COMPLETE THE FOLLOWING:
- 1) Rewrite everything in the regex thread from "Works fine, but, when" down to "this particular string.", swapping "hangs" for "freezes".
- 2) In the regex thread, what does the reply call the problem where the engine keeps trying different combinations of groups?
- 3) Pick up the regex thread from its last line and keep writing.

DOCUMENT PASSAGE:

▬▬▬

I'm kind of new too C#, and regular expression for that matter, but I've searched a couple of hours to find a solution too this problem so, hopefully this is easy for you guys:)
My application uses a regex to match email addresses in a given string,
then loops throu the matches.:
String EmailPattern = "\\w+([-+.]\\w+)*#\\w+([-.]\\w+)*\\.\\w+([-.]\\w+)*";
MatchCollection mcemail = Regex.Matches(rawHTML, EmailPattern);
foreach (Match memail in mcemail)
Works fine, but, when I downloaded the string from a certain page, http://www.sp.se/sv/index/services/quality/sidor/default.aspx, the MatchCollection(mcemail) object "hangs" the loop. When using a break point and accessing the object, I get "Function evuluation timed out" on everything(.Count etc).
Update
I've tried my pattern and other email patterns on the same string, everyone(regex desingers, python based web pages etc.) fails/timesout when trying too match this particular string.
How can I detect that the matchcollection obj is not "ready" to use?
If you can post the email that's causing the problem (perhaps anonymized in some way), that will give us more information, but I'm thinking the problem is this little guy right here:
([-.]\\w+)*\\.\\w+([-.]\\w+)*
To understand the problem, let's break that into groups:
([-.]\\w+)*
\\.\\w+
([-.]\\w+)*
The strings that will match \\.\\w+ are a subset of those that will match [-.]\\w+. So if part of your input looks like foo.bar.baz.blah.yadda.com, your regex engine has no way of knowing which group is supposed to match it. Does that make sense? So the first ([-.]\\w+)* could match .bar.baz.blah, then the \\.\\w+ could match .yadda, then the last ([-.]\\w+)* could match .com...
...OR the first clause could match .bar.baz, the second could match .blah, and the last could match .yadda.com. Since it doesn't know which one is right, it will keep trying different combinations. It should stop eventually, but that could still take a long time. This is called "catastrophic backtracking".
This issue is compounded by the fact that you're using capturing groups rather than non-capturing groups; i.e. ([-+.]\\w+) instead of (?:[-+.]\\w+). That causes the engine to try and separate and save whatever matches inside the parentheses for later reference. But as I explained above, it's ambiguous which group each substring belongs in.
You might consider replacing everything after the # with something like this:
\\w[-\\w]*\\.[-.\\w]+
That could use some refinement to make it more specific, but you get the general idea. Hope I explained all this well enough; grouping and backreferences are kind of tough to describe.
EDIT:
Looking back at your pattern, there's a deeper issue here, still related to the backtracking/ambiguity problem I mentioned. The clause \\w+([-.]\\w+)* is ambiguous all by itself. Splitting it into parts, we have:
\\w+
([-.]\\w+)*
Suppose you have a string like foobar. Where does the \\w+ end and the ([-.]\\w+)* begin? How many repetitions of ([-.]\\w+) are there? Any of the following could work as matches:
f(oobar)

▬▬▬

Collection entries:
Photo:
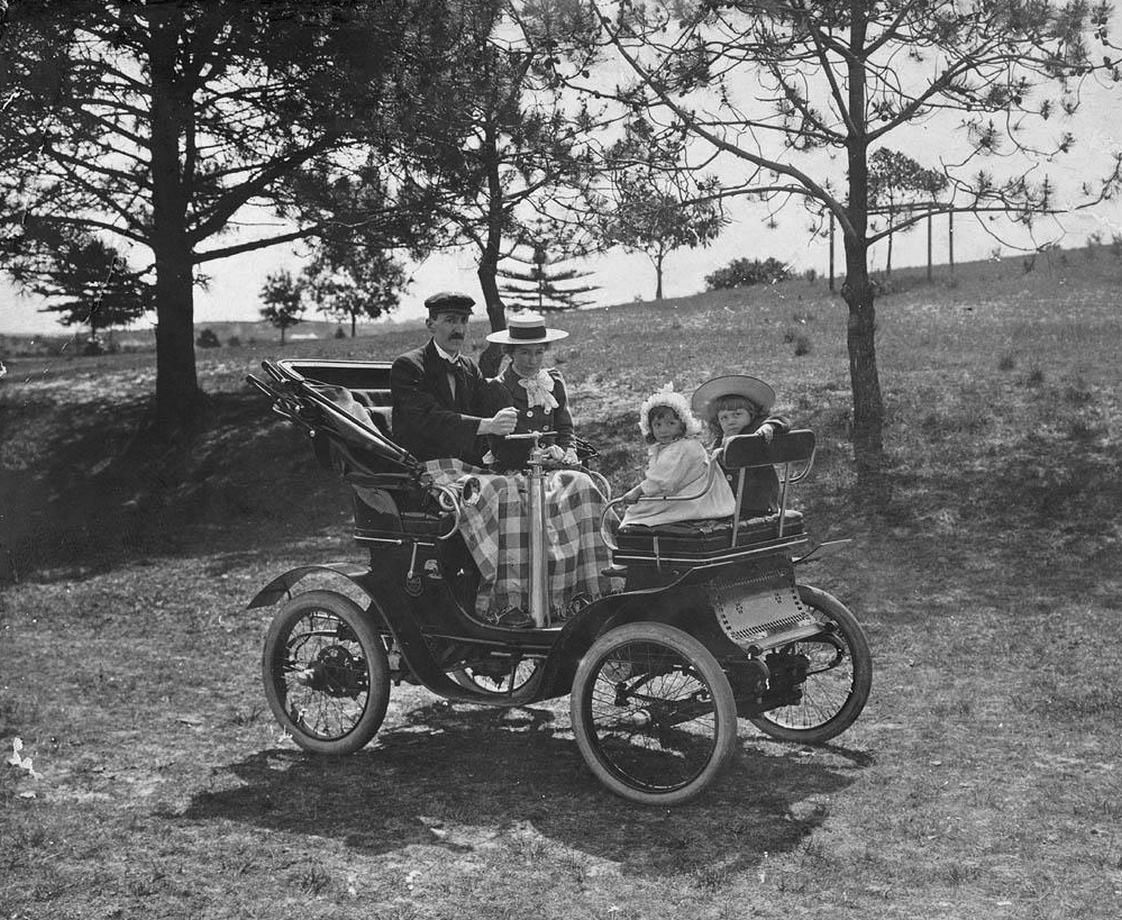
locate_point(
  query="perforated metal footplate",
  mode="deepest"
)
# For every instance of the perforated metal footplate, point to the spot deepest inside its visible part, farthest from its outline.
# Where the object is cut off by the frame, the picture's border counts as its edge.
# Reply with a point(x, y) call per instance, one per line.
point(760, 608)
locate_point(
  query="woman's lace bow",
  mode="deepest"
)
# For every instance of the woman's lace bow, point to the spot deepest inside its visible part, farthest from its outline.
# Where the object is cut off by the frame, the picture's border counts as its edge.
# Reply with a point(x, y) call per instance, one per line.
point(540, 391)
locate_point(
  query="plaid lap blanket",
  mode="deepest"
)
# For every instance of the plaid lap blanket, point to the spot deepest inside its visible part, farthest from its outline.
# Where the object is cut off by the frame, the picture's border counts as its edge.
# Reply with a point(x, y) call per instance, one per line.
point(496, 531)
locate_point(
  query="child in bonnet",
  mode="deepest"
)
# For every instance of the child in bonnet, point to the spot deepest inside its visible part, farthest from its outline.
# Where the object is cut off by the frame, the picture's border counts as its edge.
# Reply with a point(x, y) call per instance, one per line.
point(678, 485)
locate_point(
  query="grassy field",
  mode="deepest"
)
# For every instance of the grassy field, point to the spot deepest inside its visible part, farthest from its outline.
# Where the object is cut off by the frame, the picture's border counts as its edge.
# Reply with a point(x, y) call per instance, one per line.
point(982, 780)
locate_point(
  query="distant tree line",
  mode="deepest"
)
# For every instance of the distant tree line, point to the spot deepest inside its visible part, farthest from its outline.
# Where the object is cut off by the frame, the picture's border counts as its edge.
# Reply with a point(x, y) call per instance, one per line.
point(137, 136)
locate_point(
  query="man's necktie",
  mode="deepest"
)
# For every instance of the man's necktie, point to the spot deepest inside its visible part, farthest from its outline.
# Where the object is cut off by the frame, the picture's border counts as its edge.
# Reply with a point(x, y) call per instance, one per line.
point(456, 379)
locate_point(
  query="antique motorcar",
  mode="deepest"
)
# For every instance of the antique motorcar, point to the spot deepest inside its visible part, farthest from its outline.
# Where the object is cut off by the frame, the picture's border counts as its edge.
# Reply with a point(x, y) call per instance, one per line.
point(707, 623)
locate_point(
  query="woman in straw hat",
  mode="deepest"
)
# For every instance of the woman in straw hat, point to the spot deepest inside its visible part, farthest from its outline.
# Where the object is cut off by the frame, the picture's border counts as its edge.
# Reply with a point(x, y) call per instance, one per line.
point(536, 393)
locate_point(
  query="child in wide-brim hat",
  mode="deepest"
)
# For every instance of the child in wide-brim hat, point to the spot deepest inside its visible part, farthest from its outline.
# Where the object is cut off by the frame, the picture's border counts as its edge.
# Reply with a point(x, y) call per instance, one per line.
point(737, 404)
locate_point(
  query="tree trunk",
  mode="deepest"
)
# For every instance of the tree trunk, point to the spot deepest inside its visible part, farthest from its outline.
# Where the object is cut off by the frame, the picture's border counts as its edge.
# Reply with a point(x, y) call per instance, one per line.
point(487, 273)
point(491, 356)
point(861, 334)
point(177, 396)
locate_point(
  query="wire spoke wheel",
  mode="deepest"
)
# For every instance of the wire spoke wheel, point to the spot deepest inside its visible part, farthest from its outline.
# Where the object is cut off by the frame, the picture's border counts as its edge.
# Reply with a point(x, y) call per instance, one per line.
point(838, 681)
point(653, 713)
point(325, 673)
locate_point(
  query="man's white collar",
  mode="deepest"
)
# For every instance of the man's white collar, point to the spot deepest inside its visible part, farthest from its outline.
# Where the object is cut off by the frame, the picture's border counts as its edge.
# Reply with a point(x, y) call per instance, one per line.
point(448, 357)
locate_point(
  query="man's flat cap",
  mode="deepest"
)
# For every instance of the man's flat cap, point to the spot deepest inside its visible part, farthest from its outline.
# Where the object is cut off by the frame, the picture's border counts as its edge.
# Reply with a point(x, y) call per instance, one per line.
point(449, 302)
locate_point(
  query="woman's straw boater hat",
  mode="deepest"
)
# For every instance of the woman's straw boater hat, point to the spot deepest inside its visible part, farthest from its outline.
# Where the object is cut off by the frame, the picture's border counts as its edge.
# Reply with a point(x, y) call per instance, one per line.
point(526, 328)
point(752, 388)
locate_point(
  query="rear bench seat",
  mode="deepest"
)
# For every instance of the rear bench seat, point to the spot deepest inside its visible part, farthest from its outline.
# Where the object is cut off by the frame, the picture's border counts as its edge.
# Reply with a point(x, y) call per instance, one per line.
point(702, 539)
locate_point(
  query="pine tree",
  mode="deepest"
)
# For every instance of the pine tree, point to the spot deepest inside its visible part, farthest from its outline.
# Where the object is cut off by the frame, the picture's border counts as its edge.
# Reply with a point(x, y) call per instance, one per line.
point(542, 285)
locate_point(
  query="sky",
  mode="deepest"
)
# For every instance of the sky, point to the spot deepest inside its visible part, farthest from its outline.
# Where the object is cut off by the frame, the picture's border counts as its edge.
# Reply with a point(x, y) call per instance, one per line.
point(235, 286)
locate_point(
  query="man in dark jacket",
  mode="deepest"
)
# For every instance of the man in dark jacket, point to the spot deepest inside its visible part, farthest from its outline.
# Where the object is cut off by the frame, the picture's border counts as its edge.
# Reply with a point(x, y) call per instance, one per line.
point(441, 402)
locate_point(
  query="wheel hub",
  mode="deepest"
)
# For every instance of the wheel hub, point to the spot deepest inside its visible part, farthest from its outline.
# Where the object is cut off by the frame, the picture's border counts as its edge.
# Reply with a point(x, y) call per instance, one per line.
point(336, 672)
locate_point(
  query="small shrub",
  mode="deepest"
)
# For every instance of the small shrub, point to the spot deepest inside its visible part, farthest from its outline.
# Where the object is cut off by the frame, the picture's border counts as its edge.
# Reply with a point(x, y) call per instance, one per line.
point(743, 273)
point(1081, 430)
point(1078, 393)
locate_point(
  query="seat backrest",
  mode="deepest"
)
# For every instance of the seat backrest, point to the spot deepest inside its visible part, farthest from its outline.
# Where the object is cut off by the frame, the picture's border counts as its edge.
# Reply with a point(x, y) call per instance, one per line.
point(751, 450)
point(792, 452)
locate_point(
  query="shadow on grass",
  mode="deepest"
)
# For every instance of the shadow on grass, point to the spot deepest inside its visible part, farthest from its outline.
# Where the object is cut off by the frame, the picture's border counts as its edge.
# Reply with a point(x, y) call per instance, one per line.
point(453, 776)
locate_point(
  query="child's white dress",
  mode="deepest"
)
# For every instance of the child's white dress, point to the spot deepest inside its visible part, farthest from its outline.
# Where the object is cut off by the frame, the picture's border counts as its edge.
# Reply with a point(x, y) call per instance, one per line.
point(680, 468)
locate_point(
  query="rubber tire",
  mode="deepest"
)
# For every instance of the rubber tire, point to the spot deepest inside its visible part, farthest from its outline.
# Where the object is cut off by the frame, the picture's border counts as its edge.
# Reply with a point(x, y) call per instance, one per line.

▬▬▬

RESULTS IN ORDER:
- 1)
Works fine, but, when I downloaded the string from a certain page, http://www.sp.se/sv/index/services/quality/sidor/default.aspx, the MatchCollection(mcemail) object "freezes" the loop. When using a break point and accessing the object, I get "Function evuluation timed out" on everything(.Count etc).
Update
I've tried my pattern and other email patterns on the same string, everyone(regex desingers, python based web pages etc.) fails/timesout when trying too match this particular string.

- 2) Catastrophic backtracking.

- 3)
foo(bar)
f(o)(oba)(r)
f(o)(o)(b)(a)(r)
foobar
etc...
The regex engine doesn't know which is important, so it will try them all. This is the same problem I pointed out above, but it means you have it in multiple places in your pattern.
Even worse, ([-.]\\w+)* is also ambiguous, because of the + after the \\w. How many groups are there in blah? I count 16 possible combinations: (blah), (b)(lah), (bl)(ah)...
The amount of different possible combinations is going to be huge, even for a relatively small input, so your engine is going to be in overdrive. I would definitely simplify it if I were you.
I just did a local test and it appears either the sheer document size or something in the ViewState causes the Regex match evaluation to time out. (Edit: I'm pretty sure it's the size, actually. Removing the ViewState just reduces the size significantly.)
An admittedly crude way to solve this would be something like this:
string[] rawHtmlLines = File.ReadAllLines(#"C:\default.aspx");
string filteredHtml = String.Join(Environment.NewLine,
rawHtmlLines.Where(line => !line.Contains("_VIEWSTATE")).ToArray());
string emailPattern = #"\w+([-+.]\w+)*#\w+([-.]\w+)*\.\w+([-.]\w+)*";
var emailMatches = Regex.Matches(filteredHtml, emailPattern);
foreach (Match match in emailMatches)
{
//...
}
Overall I suspect the email pattern is just not well optimised (or intended) to filter out emails in a large string but just used as validation for user input. Generally it might be a good idea to limit the string you search in to just the parts you are actually interested in and keep it as small as possible - for example by leaving out the ViewState which is guaranteed to not contain any readable email addresses.
If performance is important, it's probably also a better idea to create the filtered HTML using a StringBuilder and IndexOf (etc.) instead of splitting lines and LINQing up the result :)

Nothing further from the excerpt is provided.